• [What is asked]: Can you retype every one of the rows below word for word, leaving the pictures out of your answer?

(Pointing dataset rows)
● ● ● ● ●
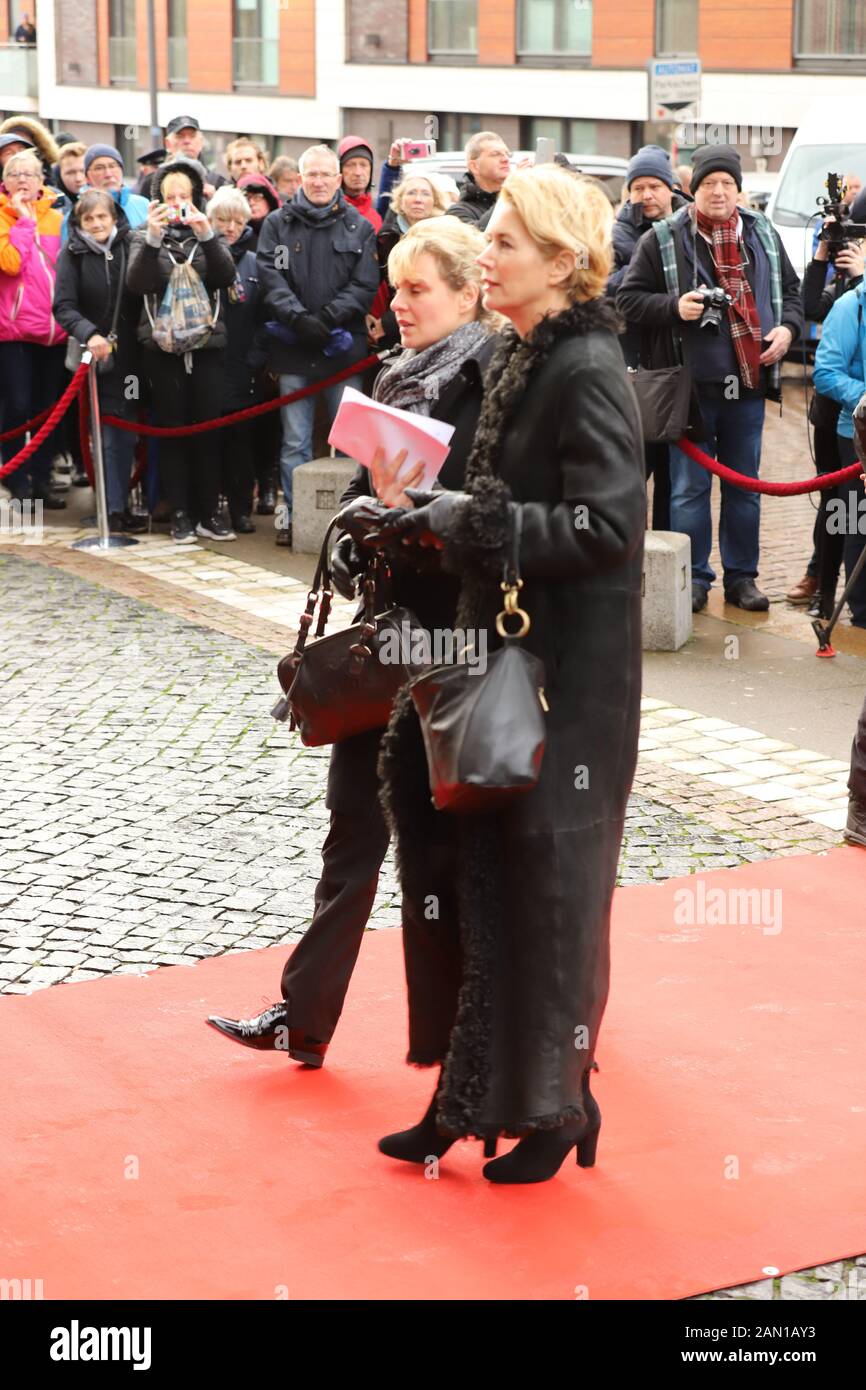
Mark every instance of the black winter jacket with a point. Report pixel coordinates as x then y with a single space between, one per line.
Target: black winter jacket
85 296
150 270
317 260
473 203
644 299
627 230
431 594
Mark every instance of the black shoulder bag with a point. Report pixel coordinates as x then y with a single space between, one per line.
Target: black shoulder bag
346 683
484 730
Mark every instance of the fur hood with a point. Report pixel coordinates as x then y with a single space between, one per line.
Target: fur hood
35 131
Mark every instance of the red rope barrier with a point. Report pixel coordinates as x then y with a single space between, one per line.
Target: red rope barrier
237 416
28 424
776 489
56 413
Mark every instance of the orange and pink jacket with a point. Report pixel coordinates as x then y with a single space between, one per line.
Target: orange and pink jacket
28 256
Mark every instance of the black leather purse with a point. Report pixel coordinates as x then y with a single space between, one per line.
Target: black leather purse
346 683
484 731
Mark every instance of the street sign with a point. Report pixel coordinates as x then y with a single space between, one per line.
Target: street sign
674 84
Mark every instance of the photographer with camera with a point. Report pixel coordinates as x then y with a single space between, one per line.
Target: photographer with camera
713 288
836 267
● ● ● ● ●
• [In response]:
Mark every instance of the black winter jacket with a point. Report pixel coordinates as x then y with a single space between, one per line.
Target: black winter jacket
85 296
150 270
317 260
473 203
644 299
627 230
431 594
Mark every instance of the black shoulder bag with a point. Report pixel coordinates as x then y with a single space between, one per line.
Target: black shoulder bag
346 683
484 730
Mark every instance of the fur hood with a point. Report pixel coordinates as x then y with a single space between, one per line.
Target: fur hood
35 131
Mark every instance of the red rope barrier with a point. Report pixel coordinates as x then y with a single space between, one per line.
Target: red rope barrier
237 416
28 424
776 489
56 413
Mark every instance of the orange and pink jacket with a point. Report pixel coordinates as x then y with a single space between, one per line.
Target: orange and pink jacket
28 256
Mark every instance of the black leather purse with a point. Report pixel coordinates as x then y with a single space between, one per line.
Target: black leather purse
346 683
484 731
Mark every instance of the street sign with a point. Report pixel coordinates as x then y with a single space between, one per line.
Target: street sign
674 84
Mark every instance of the photographer with camera with a point. Report pixel coordinates as x then y with a single space between, one per line.
Target: photographer with camera
713 288
836 267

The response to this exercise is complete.